GOAL OF THE EXERCISE
Here is a listing; restate all of it exactly.

TASK DATA
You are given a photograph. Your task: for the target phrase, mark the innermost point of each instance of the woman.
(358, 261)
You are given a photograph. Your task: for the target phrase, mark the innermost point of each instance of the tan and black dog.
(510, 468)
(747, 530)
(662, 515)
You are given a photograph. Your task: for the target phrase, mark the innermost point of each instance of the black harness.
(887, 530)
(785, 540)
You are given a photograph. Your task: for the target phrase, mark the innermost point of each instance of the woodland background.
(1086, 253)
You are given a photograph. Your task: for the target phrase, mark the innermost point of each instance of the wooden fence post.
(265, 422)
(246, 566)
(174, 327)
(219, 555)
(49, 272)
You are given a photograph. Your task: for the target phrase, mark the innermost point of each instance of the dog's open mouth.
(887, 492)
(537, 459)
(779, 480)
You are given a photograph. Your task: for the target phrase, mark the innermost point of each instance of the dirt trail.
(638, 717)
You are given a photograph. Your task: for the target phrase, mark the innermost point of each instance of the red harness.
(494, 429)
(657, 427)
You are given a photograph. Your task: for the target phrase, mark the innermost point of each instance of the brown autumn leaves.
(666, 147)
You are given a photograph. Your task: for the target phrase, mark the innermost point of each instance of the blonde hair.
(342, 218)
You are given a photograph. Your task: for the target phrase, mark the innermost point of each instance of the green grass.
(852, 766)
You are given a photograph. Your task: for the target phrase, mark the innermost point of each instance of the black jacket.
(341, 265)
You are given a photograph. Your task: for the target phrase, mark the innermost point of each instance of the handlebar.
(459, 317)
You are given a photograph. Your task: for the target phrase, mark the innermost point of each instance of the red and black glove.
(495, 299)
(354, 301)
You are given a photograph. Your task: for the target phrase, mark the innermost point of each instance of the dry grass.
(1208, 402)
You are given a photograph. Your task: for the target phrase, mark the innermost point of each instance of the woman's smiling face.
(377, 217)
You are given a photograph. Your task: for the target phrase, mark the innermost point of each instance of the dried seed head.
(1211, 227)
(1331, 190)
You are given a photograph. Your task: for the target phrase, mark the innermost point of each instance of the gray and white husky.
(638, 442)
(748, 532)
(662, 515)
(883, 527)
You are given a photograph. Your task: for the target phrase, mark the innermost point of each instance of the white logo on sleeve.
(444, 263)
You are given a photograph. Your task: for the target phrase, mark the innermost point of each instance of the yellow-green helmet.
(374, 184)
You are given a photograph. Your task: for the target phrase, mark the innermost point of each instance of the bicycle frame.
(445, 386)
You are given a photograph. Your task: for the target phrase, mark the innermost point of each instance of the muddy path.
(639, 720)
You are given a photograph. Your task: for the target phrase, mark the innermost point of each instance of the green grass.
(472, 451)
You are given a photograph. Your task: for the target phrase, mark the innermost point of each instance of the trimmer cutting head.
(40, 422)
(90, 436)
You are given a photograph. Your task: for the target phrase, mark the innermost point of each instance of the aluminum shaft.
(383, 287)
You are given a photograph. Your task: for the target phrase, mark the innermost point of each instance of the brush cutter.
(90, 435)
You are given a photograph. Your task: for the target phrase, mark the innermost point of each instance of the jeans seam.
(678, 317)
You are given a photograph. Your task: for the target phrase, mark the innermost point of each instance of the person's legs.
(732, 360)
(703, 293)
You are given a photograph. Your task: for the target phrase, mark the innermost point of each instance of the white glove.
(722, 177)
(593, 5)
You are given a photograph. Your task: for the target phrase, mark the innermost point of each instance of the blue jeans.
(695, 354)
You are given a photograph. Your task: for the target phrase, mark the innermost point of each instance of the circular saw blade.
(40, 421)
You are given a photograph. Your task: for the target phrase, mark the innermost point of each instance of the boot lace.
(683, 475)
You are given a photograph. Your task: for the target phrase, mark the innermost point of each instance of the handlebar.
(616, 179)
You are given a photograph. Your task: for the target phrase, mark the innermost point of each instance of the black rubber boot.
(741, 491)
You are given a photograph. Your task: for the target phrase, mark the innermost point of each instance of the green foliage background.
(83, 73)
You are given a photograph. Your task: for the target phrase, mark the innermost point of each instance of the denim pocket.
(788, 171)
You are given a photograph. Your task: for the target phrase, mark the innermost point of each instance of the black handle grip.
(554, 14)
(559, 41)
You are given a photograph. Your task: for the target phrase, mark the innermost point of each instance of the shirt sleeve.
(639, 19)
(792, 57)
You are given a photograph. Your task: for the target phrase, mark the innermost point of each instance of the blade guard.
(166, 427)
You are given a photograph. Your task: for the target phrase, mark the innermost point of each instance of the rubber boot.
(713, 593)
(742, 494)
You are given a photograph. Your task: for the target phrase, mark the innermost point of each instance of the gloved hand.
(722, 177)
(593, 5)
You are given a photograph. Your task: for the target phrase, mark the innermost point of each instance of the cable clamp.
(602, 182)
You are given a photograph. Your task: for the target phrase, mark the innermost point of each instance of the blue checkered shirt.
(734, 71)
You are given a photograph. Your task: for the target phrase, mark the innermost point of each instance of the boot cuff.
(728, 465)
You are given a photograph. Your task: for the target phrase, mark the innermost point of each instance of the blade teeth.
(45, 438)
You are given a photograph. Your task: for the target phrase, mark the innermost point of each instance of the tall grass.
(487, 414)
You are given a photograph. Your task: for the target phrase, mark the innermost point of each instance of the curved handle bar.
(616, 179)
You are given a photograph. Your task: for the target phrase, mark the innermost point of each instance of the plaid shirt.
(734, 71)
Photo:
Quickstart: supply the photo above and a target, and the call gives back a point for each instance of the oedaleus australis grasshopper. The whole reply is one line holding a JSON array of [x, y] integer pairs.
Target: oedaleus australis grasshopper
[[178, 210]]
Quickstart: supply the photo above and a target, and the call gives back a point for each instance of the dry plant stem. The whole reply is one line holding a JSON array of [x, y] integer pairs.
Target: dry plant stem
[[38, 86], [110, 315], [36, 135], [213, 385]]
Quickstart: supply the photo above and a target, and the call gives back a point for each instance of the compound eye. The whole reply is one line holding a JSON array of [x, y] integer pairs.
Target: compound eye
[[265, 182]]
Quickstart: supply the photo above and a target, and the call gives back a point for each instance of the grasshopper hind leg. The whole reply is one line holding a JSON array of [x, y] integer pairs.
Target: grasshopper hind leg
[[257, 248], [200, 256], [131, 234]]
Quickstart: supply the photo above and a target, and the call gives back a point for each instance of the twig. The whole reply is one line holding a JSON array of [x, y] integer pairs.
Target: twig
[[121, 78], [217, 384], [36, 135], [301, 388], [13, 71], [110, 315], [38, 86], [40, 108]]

YOUR SOLUTION
You are given a photograph. Your task: for the target phrase, mark the innermost point of each instance of the woman.
(358, 261)
You are given a photograph. Your task: for the target phrase, mark the innermost point of each instance of the tan and black dog.
(510, 468)
(747, 530)
(662, 515)
You are given a photograph. Your task: for the target phrase, mark the innermost point of each instance of the black harness.
(887, 530)
(785, 540)
You are given a photograph. Your task: for the target phrase, mark the innermost point of each instance of the woodland background.
(1086, 253)
You are given a photograph. Your task: for the target phrase, mark the innermost point of each instance of the wooden fence post.
(265, 422)
(246, 566)
(174, 327)
(219, 555)
(49, 272)
You are given a photograph. Your task: for the target phrase, mark the innermost point of each instance of the dog's open mouth.
(887, 492)
(537, 459)
(779, 480)
You are given a photograph. Your task: for the target phrase, mark the innermost point of each instance of the dirt trail.
(638, 717)
You are given a photograph. Your task: for the target phrase, mark the innermost point of each instance of the red harness.
(494, 429)
(657, 427)
You are given a photograph. Your task: for the target phrase, mark the innermost point of each instance of the brown autumn leaves.
(666, 147)
You are given a photograph. Your task: for the target phrase, mark the innermost point of each instance of the blonde hair.
(342, 218)
You are given a photograph. Your task: for the target phrase, mark the innermost point of each instance of the green grass.
(852, 766)
You are given a photograph. Your task: for the target phrase, mark the innermost point of each instance of the black jacket.
(341, 265)
You are given a photograph. Your task: for the target phrase, mark the innermost point of each instance of the handlebar.
(459, 317)
You are given a photograph. Your task: for the target phrase, mark the innermost point of each instance of the red and black glove.
(495, 299)
(354, 301)
You are given a photograph. Your task: for the target phrase, mark the innermost point of each instance of the dry grass.
(1208, 402)
You are given a photograph. Your task: for the target phrase, mark the innermost point of each instance of the woman's smiling face.
(377, 217)
You are given a photograph. Your task: for the target phrase, mark the innermost point of each instance of the dried seed head.
(1211, 227)
(1331, 190)
You are given a photograph. Your task: for the target phrase, mark the innermost point of each instance of the gray and white husky.
(638, 442)
(748, 532)
(662, 515)
(883, 527)
You are given a photograph. Your task: for the target phrase, mark the innermost point of each instance of the white logo on sleeve.
(444, 263)
You are given a photograph. Your task: for the target phrase, mark the innermost point of each instance of the yellow-green helmet.
(374, 184)
You are given a photograph. Your task: for the target phrase, mark the innermost point of each instance of the bicycle frame.
(445, 386)
You are given a photograph. Your task: for the target phrase, mark the innermost point of each instance of the muddy path.
(639, 720)
You are given a photograph. Your task: for the target phrase, mark the innermost point of each instance of the green grass.
(472, 451)
You are given a photograph. Your task: for the target phrase, mark the innermost point of each instance of the trimmer cutting head.
(40, 422)
(90, 436)
You are given a photograph. Your task: for the target phrase, mark the innermost point of each instance of the aluminum shaft.
(383, 287)
You are given a photograph. Your task: for the target phrase, mark the innermost point of each instance of the brush cutter.
(90, 435)
You are given a photograph. Your task: for the target phrase, mark the innermost point of each instance of the jeans seam.
(678, 317)
You are given a photograph. Your task: for the target phrase, mark the innermost point of each instance of the person's legs.
(732, 360)
(703, 293)
You are given a photograph. Your task: for the target phrase, mark the innermost point of each instance of the white glove.
(722, 177)
(593, 5)
You are given a photograph. Your task: for the target phrase, mark the innermost point of each instance of the blue jeans.
(695, 354)
You are given a photograph. Your task: for the target phrase, mark the innermost point of each instance of the circular saw blade.
(40, 421)
You are given a photograph. Your task: for the target phrase, mark the innermost point of each instance of the boot lace.
(683, 475)
You are given a photograph. Your task: for the target phrase, mark the innermost point of each instance of the handlebar.
(616, 179)
You are given a photograph. Your task: for the target phrase, mark the innermost point of each instance of the black rubber boot.
(741, 491)
You are given a photograph. Your task: for the target phrase, mark the innermost point of each instance of the green foliage background.
(83, 73)
You are given a photograph. Your task: for the target phrase, mark the innermost point of each instance of the denim pocket.
(788, 171)
You are given a photograph. Your task: for the target phrase, mark the innermost point of each instance of the black handle grip.
(554, 14)
(559, 41)
You are given a photograph. Your task: for the target phrase, mark the innermost point of each instance of the shirt sleeve.
(639, 19)
(792, 57)
You are given a photograph. Your task: for the target phrase, mark the innermost point of each instance of the blade guard.
(166, 427)
You are given a photograph. Your task: for the target phrase, mark the innermost point of each instance of the rubber boot.
(713, 593)
(742, 494)
You are given a photograph. Your task: for the target phrase, mark the innermost point of each instance of the gloved hand.
(722, 177)
(593, 5)
You are given a photograph. Your task: for the target phrase, mark the innermost point of each instance of the cable clamp.
(602, 182)
You are given a photograph. Your task: for the target phrase, mark the innermost point of each instance of the blue checkered shirt.
(734, 71)
You are given a photograph. Your task: for the target phrase, mark the innermost point of each instance of the boot cuff.
(728, 465)
You are given a photograph. Your task: for the target phrase, mark the innermost point of each instance of the blade teeth.
(45, 438)
You are given a photograph. Your task: for the target phrase, mark the innermost point of each instance of the tall grass.
(487, 414)
You are given a photograph. Your task: for the target phrase, mark the innermost point of each instance of the curved handle bar.
(616, 179)
You are given a photograph. Your task: for the target phrase, mark the innermost point of each instance of the plaid shirt.
(734, 71)
Photo:
Quickstart: supply the photo above and a target, and the call gives back a point for each instance of the oedaleus australis grasshopper. The whole reply is one line holding a JSON array of [x, y] integer pairs.
Target: oedaleus australis grasshopper
[[178, 210]]
Quickstart: supply the photo above and a target, and the call gives back a point for each instance of the dry plant stem. The whole reply is one line holding a JSON array of [x, y] integer pairs.
Target: dry plant stem
[[38, 86], [110, 315], [36, 135], [213, 385]]
Quickstart: supply the photo above and a target, and the call gives back a point for each instance of the compound eye. The whole reply is one line holding a JSON array of [x, y] integer pairs.
Target: compound eye
[[265, 182]]
Quickstart: supply the photo above and a target, and the call gives back a point for each instance of the grasshopper hind leg. The whole reply is one line holding a JSON array of [x, y] integer pairs.
Target: grasshopper hind leg
[[257, 248], [200, 256], [131, 234]]
Quickstart: supply the photo above and a target, and the call gives back a point for each instance of the twig. The whole reply is one line holding a JSON array of [x, y] integer pairs.
Target: twig
[[121, 78], [217, 384], [36, 135], [301, 388], [13, 71], [110, 315], [38, 86], [40, 108]]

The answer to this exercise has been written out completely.